The Independent: Intelligent Energy plans flotation to develop fuel cells

By Michael Harrison, Business Editor

11 May 2004

An energy company specialising in fuel cell technology, which includes the former Social Democrat leader Lord Owen and the Russian oil company Yukos among its shareholders, is to float on the London stock market with an expected price tag of about £120m.

Intelligent Energy, which was founded three years ago and already boasts a blue-chip client list including Boeing and one of the world’s top five car manufacturers, is aiming to raise between £40m and £60m when it lists on the Alternative Investment Market next month.

Lord Owen, the Foreign Secretary under Labour between 1977 and 1979, is one of four non-executive directors of Intelligent Energy who between them own about 5 per cent of the company. Its chairman is Sir John Jennings, a former group managing director of Royal Dutch/ Shell and chairman of the oil major’s UK arm, Shell Transport and Trading.

Harry Bradbury, Intelligent Energy’s chief executive who founded the company in 2001 after branching out from management consultancy, is the biggest individual shareholder with a stake of nearly 20 per cent. Yukos owns 26 per cent.

■ Available data
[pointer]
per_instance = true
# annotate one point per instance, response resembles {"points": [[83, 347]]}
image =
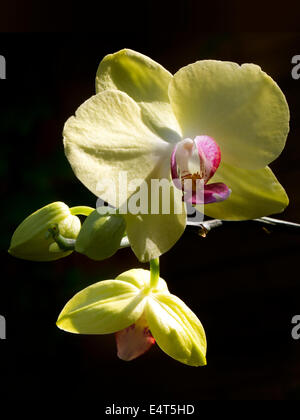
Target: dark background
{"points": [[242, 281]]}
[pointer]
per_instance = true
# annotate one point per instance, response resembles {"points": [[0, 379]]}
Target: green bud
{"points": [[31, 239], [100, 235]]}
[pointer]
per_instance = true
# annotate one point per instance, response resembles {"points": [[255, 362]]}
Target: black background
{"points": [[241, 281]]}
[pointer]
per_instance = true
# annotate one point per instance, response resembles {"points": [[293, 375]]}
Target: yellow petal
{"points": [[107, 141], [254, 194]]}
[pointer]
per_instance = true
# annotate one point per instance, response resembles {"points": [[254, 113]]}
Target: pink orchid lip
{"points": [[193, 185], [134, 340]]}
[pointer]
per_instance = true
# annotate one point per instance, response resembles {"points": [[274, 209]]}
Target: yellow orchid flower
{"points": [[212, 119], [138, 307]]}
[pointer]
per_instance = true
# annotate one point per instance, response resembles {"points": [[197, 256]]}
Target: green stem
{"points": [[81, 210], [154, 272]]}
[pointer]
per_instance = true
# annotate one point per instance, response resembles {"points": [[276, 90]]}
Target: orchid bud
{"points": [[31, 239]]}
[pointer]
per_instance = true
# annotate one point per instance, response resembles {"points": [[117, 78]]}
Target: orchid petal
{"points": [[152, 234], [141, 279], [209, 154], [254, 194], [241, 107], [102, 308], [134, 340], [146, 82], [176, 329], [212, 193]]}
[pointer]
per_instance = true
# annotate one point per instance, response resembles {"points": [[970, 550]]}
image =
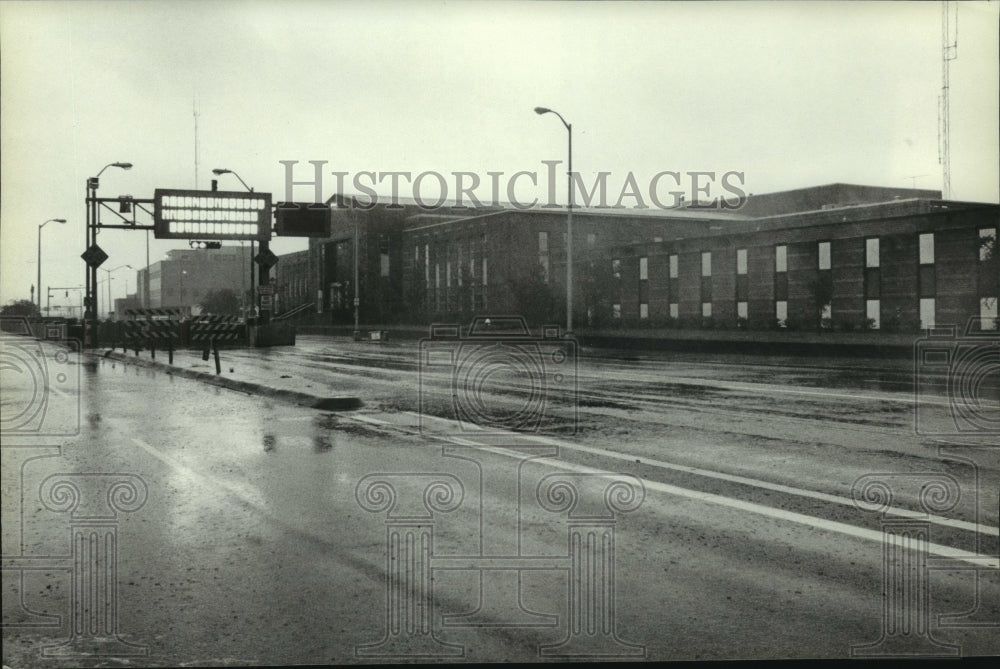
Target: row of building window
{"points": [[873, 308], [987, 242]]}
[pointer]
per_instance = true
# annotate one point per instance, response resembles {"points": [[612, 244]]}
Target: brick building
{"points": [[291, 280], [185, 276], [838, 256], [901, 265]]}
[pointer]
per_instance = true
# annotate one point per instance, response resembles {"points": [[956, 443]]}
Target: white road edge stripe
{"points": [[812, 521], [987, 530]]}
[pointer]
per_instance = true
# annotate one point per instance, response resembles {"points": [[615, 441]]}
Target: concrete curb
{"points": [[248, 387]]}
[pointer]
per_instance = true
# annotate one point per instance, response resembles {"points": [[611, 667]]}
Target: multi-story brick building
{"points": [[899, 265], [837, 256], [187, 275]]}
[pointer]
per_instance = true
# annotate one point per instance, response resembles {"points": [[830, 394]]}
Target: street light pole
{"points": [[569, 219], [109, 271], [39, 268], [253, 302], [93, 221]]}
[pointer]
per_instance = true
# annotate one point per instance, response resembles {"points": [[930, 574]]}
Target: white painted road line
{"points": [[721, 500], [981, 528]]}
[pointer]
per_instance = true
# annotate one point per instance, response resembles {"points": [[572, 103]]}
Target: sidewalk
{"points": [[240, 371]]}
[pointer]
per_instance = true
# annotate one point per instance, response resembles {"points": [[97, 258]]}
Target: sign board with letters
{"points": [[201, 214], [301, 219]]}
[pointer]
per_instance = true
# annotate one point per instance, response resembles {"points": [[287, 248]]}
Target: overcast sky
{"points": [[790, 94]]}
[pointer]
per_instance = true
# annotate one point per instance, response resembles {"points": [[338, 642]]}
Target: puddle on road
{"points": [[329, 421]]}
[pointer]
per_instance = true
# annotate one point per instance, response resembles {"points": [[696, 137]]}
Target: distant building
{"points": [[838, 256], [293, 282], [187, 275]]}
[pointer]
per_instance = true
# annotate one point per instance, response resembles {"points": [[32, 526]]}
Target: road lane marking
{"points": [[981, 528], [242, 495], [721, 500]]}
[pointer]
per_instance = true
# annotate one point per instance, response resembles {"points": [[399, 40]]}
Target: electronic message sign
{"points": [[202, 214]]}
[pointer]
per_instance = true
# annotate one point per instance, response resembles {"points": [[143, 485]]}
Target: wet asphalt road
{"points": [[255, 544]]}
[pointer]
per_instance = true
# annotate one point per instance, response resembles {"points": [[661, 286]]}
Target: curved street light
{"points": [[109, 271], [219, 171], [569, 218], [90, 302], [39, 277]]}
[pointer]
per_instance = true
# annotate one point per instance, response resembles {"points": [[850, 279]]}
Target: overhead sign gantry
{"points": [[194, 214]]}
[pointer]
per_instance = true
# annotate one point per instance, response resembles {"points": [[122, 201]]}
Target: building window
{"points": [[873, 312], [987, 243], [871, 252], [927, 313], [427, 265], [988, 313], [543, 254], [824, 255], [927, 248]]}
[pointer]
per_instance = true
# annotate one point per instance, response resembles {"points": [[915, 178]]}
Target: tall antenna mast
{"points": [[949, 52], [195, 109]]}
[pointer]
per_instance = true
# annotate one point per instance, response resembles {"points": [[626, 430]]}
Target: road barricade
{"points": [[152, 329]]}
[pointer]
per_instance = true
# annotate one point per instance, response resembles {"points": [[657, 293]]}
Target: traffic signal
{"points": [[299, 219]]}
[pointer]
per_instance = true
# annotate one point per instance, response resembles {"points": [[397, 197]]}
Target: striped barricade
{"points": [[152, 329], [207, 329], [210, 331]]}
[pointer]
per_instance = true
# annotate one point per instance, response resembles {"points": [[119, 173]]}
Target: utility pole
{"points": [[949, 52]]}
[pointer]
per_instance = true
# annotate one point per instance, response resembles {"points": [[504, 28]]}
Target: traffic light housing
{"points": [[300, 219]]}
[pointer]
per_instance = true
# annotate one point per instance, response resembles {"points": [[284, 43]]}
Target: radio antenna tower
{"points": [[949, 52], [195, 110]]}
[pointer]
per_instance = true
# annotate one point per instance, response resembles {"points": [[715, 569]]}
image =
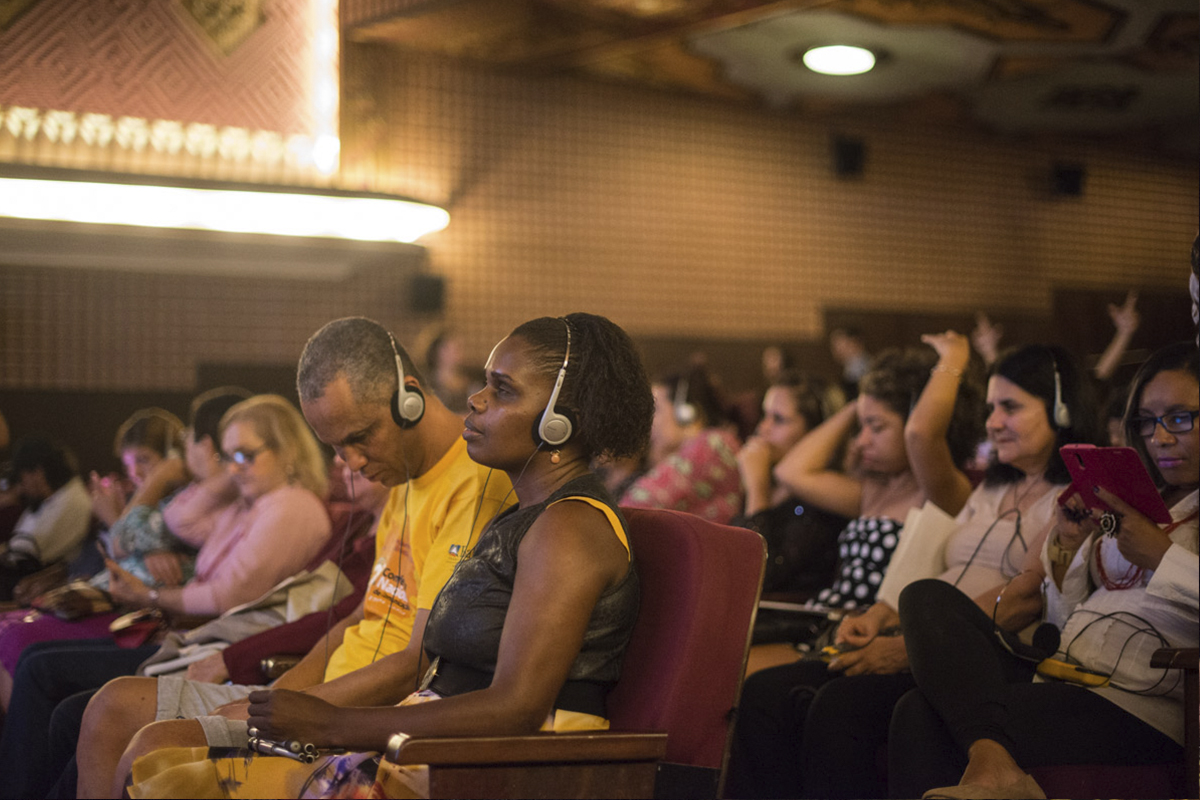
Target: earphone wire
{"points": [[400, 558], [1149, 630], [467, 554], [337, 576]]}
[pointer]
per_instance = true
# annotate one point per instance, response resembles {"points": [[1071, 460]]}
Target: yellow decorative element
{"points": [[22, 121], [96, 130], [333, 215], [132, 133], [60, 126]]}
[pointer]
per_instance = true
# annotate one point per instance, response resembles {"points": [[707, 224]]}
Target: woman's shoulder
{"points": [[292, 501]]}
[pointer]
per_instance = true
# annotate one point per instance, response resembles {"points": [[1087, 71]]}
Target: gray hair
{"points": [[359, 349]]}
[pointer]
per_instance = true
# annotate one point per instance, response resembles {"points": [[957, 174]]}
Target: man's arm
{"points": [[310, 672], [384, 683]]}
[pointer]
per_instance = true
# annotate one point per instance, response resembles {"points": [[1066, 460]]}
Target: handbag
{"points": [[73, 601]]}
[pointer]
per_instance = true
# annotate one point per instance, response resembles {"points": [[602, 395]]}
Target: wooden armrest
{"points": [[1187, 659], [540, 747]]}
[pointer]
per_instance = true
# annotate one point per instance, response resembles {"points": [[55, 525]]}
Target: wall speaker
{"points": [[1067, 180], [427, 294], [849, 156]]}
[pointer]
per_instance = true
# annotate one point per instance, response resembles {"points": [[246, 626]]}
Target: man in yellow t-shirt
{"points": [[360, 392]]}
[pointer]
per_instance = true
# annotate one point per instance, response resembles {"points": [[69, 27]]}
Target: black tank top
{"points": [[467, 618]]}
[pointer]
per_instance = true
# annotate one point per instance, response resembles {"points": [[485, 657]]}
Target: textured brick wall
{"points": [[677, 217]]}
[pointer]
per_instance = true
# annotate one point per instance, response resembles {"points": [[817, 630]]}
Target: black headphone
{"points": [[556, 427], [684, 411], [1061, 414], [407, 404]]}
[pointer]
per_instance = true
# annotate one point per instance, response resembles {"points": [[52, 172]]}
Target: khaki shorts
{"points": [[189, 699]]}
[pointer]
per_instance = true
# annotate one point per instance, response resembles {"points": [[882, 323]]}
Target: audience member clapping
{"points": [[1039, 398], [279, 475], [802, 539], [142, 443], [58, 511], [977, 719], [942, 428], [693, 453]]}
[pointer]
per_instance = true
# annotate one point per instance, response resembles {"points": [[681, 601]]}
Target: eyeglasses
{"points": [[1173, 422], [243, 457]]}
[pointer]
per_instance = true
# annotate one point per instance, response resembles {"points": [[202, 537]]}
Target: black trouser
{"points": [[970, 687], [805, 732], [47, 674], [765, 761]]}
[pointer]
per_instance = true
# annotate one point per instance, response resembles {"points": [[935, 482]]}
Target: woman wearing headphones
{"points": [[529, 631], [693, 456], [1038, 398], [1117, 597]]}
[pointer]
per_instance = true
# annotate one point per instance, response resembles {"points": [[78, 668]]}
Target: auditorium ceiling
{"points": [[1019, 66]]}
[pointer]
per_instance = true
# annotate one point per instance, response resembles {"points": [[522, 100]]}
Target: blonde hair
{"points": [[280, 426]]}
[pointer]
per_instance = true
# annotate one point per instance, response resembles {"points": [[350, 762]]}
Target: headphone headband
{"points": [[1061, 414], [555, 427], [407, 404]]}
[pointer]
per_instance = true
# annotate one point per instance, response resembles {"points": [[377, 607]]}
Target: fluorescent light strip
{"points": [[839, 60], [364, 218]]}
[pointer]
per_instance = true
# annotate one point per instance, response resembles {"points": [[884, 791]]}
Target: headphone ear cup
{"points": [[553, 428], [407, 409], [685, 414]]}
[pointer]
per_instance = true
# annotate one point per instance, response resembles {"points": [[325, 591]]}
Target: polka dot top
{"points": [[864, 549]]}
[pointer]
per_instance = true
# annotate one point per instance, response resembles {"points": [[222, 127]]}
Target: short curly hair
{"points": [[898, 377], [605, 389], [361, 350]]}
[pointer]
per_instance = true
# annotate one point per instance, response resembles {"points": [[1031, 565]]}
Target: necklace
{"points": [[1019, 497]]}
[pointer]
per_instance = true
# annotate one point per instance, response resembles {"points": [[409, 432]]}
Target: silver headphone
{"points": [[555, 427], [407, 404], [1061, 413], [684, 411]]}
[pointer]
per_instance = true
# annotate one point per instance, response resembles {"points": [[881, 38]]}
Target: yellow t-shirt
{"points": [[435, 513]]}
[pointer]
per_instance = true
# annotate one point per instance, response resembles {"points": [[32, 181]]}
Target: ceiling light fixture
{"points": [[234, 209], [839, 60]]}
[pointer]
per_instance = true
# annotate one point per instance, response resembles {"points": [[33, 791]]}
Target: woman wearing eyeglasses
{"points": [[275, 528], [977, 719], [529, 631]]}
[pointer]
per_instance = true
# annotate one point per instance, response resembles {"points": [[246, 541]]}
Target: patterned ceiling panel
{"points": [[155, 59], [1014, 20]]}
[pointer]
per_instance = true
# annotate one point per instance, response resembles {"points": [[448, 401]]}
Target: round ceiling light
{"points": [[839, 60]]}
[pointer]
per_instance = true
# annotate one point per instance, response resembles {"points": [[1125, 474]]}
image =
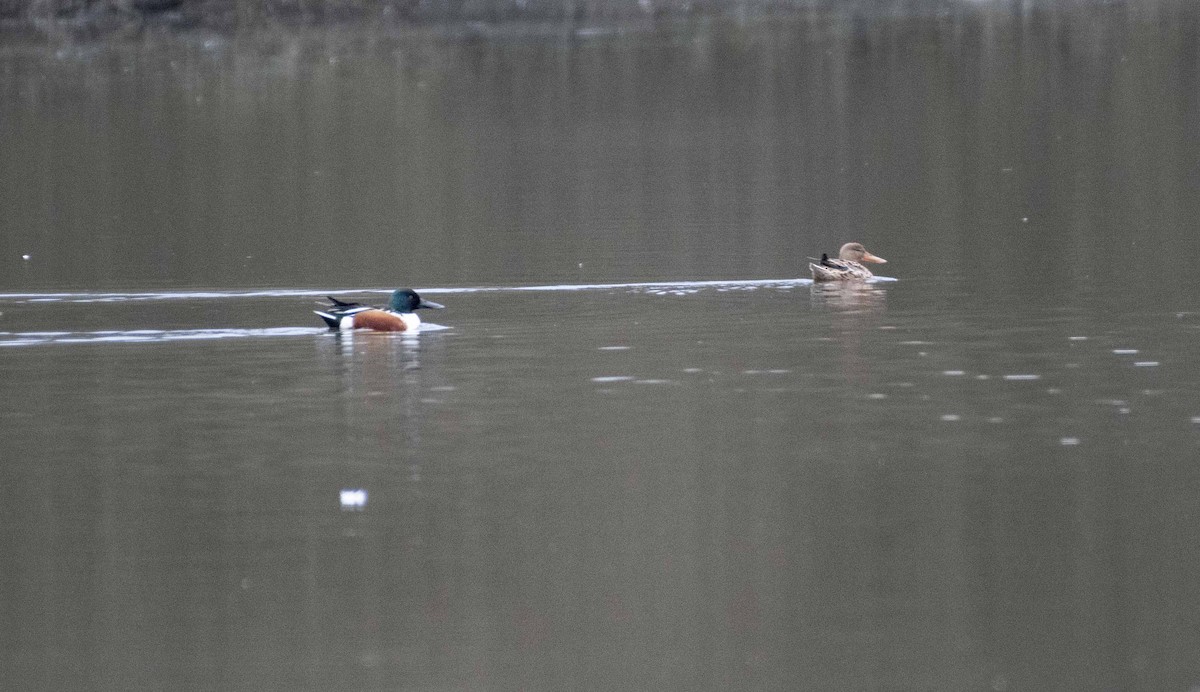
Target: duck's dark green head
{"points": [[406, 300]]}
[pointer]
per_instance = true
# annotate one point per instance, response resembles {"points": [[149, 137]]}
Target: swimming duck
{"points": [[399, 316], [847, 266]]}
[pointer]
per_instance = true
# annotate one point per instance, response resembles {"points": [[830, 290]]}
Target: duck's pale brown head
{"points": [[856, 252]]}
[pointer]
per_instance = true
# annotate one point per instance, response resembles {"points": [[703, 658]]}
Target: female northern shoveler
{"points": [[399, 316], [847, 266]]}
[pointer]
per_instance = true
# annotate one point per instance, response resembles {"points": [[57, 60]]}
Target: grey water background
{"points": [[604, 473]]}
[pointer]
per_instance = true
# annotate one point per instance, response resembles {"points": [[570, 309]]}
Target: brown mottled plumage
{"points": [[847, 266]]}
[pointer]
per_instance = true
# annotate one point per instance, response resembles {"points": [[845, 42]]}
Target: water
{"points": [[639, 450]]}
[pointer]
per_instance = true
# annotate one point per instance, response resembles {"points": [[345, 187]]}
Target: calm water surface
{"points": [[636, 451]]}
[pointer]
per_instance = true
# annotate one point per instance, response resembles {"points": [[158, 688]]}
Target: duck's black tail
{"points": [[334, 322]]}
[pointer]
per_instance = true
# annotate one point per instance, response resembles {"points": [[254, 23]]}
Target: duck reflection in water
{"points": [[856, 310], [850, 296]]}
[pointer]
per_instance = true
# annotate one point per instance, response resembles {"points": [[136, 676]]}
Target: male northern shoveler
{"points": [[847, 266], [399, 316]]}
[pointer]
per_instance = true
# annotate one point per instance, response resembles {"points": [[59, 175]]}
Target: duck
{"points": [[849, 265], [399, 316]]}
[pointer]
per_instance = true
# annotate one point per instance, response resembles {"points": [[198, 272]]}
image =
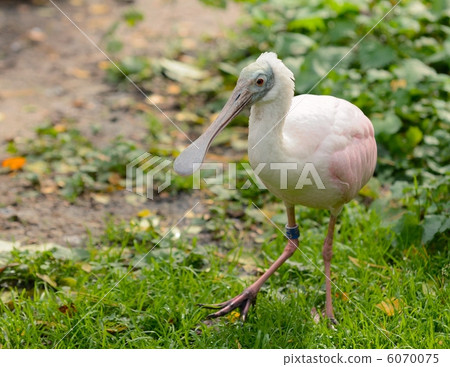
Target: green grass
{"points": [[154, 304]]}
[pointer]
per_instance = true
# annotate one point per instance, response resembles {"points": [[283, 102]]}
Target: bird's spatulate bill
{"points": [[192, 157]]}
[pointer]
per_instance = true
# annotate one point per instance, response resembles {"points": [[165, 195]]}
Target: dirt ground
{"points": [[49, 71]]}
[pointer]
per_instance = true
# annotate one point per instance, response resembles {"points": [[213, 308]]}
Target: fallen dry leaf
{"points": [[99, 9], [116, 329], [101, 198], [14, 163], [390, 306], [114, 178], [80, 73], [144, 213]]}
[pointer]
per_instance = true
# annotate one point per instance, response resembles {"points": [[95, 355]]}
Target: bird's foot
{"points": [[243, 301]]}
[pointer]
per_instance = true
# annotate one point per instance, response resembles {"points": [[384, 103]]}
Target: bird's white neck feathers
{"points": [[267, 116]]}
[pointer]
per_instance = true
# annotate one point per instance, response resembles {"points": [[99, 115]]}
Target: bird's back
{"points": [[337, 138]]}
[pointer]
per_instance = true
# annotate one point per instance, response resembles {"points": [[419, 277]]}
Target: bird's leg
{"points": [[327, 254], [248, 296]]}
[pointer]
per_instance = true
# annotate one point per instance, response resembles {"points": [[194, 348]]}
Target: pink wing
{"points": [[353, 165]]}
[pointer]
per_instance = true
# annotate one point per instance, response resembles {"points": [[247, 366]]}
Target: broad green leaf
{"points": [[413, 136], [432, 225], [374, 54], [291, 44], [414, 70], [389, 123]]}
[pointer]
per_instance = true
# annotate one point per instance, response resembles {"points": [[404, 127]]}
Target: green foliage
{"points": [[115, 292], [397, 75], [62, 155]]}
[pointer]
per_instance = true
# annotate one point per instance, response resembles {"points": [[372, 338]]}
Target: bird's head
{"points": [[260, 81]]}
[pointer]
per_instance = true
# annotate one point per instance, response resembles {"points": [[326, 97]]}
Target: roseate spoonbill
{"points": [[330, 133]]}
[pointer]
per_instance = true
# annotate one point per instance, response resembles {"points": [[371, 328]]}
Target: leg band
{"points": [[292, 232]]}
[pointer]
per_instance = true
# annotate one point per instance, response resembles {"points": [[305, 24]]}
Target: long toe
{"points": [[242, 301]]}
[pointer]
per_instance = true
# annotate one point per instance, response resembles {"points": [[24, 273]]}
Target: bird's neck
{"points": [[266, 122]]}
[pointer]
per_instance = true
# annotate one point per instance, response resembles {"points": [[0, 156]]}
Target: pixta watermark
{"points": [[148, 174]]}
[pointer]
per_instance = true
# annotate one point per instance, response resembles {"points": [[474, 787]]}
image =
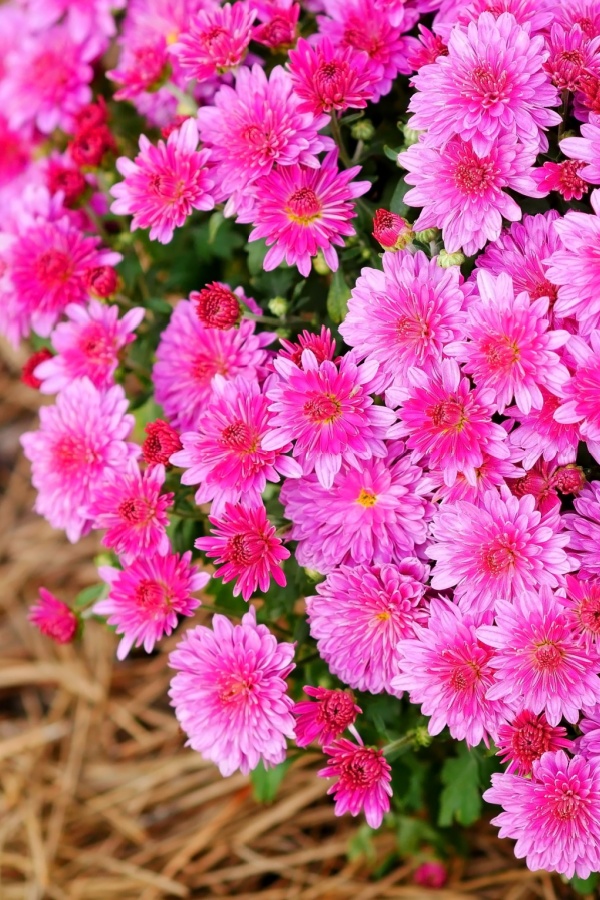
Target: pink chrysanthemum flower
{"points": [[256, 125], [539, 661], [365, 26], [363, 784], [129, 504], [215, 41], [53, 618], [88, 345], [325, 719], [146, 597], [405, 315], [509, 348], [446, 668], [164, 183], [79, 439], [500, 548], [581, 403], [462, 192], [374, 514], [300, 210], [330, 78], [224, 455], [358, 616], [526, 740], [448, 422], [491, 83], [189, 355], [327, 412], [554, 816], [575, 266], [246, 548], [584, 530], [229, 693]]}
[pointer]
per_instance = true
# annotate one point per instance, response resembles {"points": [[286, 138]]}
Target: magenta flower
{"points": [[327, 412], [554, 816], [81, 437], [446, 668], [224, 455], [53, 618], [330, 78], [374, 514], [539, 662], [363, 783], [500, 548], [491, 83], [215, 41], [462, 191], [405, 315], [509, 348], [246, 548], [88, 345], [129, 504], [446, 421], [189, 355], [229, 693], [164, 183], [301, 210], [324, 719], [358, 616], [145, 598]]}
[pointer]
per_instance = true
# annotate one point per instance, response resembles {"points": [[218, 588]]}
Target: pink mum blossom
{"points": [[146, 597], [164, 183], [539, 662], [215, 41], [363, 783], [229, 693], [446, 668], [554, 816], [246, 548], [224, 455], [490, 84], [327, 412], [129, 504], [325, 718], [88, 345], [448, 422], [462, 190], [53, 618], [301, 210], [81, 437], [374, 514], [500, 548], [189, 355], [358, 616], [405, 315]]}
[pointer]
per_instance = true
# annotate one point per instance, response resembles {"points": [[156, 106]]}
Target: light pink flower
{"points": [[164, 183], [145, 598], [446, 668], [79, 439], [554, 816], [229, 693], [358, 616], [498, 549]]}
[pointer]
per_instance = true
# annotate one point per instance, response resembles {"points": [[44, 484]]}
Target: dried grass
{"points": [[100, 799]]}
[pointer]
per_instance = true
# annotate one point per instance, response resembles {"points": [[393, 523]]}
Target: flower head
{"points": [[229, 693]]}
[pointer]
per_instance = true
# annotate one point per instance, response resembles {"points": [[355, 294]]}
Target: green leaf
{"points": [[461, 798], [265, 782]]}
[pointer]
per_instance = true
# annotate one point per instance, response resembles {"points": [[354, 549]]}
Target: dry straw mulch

■ Task to carry out
Resume the news report on Intelligent Energy's planned stock market flotation, beginning after its final sentence and extending it by a few paragraphs in the same style.

■ Result
Intelligent Energy is one of a growing number of companies developing fuel cell technology – batteries which run on hydrogen and can power anything from cars to mini-generators.

The company aims to tap into the growing requirement for low-emission cars which do not pollute the environment and highly portable generating units to provide electricity in developing countries where the cost of full-scale power stations would be prohibitive.

The company said it was engaged in discussions with 70 potential partners, a third of whom were negotiating specific programmes with it. Of these, Intelligent Energy said a “significant proportion” could lead to agreements being signed.

Intelligent Energy has already developed, in partnership with Boeing, a light aircraft powered by a fuel cell and is now working on fuel cells that would provide ancilliary power for commercial airliners.

The company is also working with the South African chemicals group Sasol and the country’s main electricity provider Eskom to bring power to remote areas. It is also working with Japan Steelworks on storing and dispensing energy.

Mr Bradbury said Intelligent Energy’s aim was to license its know-how to industrial partners, rather than manufacture and sell fuel cells itself.

JP Morgan is acting as adviser on the flotation, which will see between a third and a half of the company offered to outside investors. The bank is also acting as joint broker with Evolution Beeson Gregory.

Intelligent Energy is seeking a finance director, the previous occupant of the post having been poached by the Lord Chancellor’s office. But the replacement is unlikely to be on board in time for the AIM listing.